▶ [INSTRUCTION]: Show every line below that contains the word "fretwork". Letter case matters.

[Start]

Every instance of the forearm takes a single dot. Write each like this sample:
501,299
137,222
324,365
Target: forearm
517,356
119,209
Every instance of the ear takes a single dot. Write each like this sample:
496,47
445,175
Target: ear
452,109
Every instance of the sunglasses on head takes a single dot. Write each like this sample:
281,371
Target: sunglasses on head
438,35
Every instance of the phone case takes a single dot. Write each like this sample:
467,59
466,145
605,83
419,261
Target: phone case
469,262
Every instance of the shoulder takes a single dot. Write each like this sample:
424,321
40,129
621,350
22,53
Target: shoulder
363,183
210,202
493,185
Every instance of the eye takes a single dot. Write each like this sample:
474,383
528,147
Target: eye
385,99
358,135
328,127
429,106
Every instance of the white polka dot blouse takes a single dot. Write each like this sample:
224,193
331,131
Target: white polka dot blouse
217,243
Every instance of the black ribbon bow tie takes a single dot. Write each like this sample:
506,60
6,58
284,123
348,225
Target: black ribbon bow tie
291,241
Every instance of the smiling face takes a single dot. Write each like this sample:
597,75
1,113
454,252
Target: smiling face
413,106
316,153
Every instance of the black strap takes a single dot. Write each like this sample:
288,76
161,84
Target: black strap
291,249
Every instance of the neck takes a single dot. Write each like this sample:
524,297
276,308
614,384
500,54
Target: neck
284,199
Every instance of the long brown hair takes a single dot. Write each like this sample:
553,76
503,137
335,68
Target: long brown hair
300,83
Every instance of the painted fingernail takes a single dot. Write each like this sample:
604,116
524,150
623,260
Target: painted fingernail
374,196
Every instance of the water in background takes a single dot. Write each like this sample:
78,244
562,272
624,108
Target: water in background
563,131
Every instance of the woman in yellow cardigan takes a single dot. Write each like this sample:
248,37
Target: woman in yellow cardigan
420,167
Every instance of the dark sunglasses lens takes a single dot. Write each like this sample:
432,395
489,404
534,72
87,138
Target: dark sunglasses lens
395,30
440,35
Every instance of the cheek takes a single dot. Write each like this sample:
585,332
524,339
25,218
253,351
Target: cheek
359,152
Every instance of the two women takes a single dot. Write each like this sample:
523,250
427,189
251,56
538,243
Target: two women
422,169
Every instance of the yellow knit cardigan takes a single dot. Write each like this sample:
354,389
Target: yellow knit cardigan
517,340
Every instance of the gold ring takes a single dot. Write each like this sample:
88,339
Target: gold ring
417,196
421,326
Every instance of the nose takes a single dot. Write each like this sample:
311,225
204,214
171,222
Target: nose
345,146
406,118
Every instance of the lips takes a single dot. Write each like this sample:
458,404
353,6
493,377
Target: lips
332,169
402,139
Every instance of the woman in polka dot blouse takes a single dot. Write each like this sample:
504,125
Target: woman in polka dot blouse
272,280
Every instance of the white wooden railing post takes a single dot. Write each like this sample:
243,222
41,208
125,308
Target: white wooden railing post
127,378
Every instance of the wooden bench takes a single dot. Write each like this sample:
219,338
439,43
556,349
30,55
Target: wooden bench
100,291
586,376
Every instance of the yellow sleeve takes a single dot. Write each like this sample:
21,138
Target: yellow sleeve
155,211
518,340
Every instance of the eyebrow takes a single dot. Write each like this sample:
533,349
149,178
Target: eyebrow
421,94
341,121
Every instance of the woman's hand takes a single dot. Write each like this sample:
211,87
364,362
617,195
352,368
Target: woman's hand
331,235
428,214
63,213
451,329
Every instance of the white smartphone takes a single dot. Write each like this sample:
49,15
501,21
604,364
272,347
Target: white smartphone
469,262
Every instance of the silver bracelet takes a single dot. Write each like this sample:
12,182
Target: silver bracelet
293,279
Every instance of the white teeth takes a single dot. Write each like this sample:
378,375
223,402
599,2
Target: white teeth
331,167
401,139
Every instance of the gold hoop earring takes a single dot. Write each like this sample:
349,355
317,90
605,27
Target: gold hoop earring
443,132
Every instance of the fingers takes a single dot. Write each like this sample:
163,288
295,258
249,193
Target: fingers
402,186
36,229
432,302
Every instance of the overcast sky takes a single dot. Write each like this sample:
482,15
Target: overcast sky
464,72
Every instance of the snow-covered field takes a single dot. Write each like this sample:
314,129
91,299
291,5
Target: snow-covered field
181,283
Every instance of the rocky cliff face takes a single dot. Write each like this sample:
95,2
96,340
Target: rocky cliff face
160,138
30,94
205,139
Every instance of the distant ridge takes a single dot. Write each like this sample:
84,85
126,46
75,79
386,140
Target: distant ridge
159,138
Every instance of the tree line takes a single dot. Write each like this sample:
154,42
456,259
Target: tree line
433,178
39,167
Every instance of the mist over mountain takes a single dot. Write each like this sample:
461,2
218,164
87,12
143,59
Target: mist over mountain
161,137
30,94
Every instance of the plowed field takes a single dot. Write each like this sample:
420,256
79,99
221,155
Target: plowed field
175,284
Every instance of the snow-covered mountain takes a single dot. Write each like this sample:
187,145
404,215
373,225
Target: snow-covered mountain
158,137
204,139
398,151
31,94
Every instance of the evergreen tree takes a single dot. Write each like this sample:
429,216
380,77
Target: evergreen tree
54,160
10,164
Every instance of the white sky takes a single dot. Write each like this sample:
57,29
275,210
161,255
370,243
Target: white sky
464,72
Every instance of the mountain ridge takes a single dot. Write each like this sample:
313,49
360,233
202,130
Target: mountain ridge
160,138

[End]
[Start]

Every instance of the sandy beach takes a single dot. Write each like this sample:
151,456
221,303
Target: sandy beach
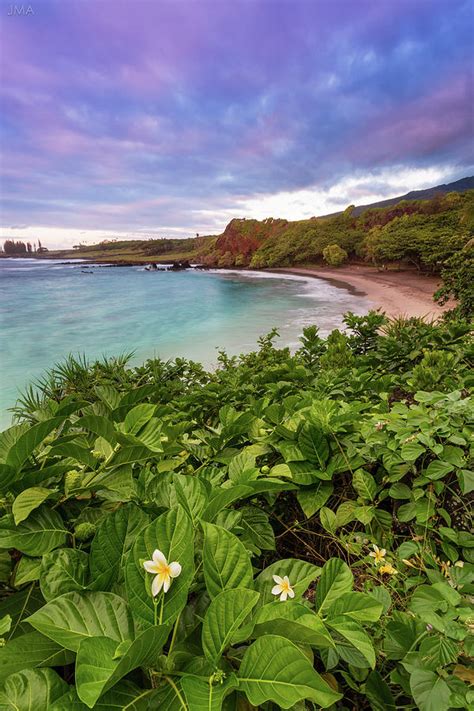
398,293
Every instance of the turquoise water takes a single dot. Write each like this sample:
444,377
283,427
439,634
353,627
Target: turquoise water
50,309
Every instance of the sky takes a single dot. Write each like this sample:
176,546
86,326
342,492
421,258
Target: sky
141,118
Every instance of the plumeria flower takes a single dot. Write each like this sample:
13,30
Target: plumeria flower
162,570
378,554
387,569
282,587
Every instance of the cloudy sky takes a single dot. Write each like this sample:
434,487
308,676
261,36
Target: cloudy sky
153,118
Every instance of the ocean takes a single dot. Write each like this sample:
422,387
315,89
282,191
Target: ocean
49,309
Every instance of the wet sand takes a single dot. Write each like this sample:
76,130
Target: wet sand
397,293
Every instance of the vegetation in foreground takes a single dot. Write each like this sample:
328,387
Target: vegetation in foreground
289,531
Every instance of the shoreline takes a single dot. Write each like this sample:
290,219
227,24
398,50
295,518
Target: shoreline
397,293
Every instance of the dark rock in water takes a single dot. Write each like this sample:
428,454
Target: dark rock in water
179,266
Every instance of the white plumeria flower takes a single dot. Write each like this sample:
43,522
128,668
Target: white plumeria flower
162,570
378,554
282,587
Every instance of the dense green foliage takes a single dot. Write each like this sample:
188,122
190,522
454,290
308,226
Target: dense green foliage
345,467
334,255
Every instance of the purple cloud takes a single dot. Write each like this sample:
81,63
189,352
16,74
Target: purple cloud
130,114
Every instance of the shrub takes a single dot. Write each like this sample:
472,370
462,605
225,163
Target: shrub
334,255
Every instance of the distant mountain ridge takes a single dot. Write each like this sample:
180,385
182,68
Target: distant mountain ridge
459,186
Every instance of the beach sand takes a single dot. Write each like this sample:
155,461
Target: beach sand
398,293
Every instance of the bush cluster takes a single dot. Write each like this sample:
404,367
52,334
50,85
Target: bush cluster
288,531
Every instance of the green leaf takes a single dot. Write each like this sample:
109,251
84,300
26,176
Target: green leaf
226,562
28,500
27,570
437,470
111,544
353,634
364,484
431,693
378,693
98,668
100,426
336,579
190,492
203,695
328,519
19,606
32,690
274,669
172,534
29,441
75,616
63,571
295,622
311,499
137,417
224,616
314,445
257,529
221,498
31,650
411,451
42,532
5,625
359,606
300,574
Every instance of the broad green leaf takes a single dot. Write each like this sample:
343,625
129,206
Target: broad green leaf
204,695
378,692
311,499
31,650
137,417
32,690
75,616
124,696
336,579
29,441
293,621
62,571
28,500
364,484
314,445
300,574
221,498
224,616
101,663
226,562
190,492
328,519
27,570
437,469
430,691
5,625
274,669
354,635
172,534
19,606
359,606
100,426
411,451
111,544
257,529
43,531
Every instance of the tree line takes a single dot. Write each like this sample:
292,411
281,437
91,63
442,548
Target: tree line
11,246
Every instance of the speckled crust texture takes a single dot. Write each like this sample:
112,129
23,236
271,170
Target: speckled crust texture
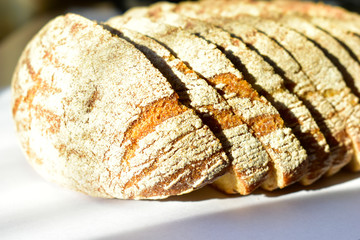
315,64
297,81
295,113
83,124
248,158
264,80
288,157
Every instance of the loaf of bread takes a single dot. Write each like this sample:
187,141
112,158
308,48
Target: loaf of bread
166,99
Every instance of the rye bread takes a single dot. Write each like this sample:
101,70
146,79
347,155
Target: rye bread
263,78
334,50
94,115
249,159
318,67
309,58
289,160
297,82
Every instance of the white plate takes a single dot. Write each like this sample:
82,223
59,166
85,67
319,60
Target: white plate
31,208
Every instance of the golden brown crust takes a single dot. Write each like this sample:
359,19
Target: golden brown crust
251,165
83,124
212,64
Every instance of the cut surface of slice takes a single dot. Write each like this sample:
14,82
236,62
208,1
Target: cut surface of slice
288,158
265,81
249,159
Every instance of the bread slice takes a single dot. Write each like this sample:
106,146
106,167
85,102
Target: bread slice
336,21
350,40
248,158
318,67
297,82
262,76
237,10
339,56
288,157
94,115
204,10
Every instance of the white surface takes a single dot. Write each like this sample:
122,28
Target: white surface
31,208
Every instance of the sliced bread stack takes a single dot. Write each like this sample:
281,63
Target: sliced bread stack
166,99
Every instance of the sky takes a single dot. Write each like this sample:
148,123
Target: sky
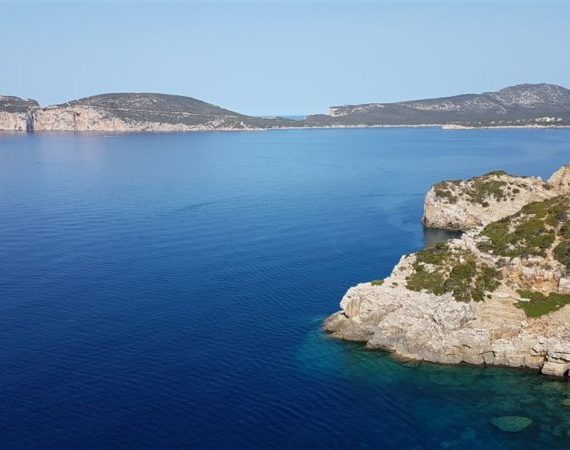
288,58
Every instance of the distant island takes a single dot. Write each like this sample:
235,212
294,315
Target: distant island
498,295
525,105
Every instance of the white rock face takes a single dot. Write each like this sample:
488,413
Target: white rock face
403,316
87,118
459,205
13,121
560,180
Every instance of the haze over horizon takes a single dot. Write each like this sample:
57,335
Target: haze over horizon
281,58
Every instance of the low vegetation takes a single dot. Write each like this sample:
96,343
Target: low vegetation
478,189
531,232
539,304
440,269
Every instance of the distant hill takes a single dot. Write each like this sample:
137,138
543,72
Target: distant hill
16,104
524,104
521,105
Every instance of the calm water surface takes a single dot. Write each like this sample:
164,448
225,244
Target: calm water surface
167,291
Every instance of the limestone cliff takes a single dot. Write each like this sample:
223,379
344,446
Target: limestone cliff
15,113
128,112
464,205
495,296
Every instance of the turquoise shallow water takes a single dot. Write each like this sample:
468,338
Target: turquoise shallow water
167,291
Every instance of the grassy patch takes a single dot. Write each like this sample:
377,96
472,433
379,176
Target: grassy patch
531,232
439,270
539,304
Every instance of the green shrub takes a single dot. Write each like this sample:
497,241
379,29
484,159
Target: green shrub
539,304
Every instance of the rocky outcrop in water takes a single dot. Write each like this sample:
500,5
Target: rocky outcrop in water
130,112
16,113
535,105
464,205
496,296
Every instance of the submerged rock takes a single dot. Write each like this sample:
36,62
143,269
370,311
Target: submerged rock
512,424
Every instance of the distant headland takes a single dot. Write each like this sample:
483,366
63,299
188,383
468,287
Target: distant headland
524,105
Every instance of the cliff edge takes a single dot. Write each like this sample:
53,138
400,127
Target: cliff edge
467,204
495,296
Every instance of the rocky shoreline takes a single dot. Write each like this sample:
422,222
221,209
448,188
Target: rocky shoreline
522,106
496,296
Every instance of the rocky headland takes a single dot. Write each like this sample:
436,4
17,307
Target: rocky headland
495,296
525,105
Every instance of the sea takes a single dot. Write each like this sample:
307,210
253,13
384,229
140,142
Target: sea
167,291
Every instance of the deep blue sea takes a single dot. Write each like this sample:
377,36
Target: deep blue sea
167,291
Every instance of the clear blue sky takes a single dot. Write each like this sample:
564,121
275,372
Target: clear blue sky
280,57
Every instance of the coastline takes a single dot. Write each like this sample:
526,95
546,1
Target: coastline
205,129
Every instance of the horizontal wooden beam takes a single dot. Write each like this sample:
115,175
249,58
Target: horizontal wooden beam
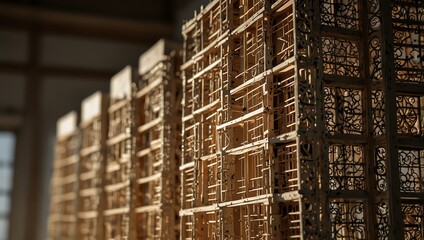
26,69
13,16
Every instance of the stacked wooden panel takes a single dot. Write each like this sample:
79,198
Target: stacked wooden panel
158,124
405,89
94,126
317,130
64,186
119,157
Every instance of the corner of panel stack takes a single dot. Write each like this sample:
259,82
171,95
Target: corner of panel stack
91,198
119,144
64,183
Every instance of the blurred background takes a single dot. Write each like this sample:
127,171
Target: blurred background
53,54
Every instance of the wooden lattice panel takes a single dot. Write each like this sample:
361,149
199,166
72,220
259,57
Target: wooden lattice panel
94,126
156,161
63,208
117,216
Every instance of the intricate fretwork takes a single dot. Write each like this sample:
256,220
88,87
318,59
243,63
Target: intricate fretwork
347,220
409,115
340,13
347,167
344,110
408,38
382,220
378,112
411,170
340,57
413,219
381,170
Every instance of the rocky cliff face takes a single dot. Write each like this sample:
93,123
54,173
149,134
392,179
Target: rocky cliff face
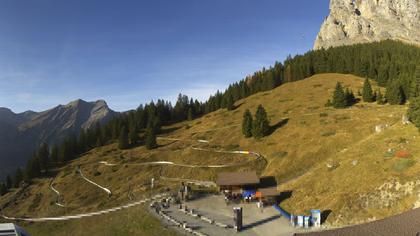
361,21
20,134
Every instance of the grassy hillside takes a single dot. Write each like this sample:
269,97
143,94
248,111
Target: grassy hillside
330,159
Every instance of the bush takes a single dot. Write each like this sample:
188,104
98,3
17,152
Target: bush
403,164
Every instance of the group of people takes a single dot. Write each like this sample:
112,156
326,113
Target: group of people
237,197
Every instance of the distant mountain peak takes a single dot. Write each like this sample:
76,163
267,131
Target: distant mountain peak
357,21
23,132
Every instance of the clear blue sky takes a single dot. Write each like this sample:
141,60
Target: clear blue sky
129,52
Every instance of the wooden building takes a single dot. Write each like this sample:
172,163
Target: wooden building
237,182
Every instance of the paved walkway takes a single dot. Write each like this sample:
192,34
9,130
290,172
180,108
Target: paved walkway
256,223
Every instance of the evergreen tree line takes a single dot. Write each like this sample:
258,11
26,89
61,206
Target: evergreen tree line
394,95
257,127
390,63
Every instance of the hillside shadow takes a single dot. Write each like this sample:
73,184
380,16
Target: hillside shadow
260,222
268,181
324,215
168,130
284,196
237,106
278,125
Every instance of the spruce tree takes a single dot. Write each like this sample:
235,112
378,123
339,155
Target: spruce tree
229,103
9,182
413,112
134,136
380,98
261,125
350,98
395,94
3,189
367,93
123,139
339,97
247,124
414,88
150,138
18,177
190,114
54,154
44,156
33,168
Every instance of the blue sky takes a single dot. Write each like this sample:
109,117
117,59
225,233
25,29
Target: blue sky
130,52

[End]

▶ [SOLUTION FOR THIS PROBLEM]:
Every instance of the intricate fretwork takes a single dot. Write each like this sample:
Target: intricate fretwork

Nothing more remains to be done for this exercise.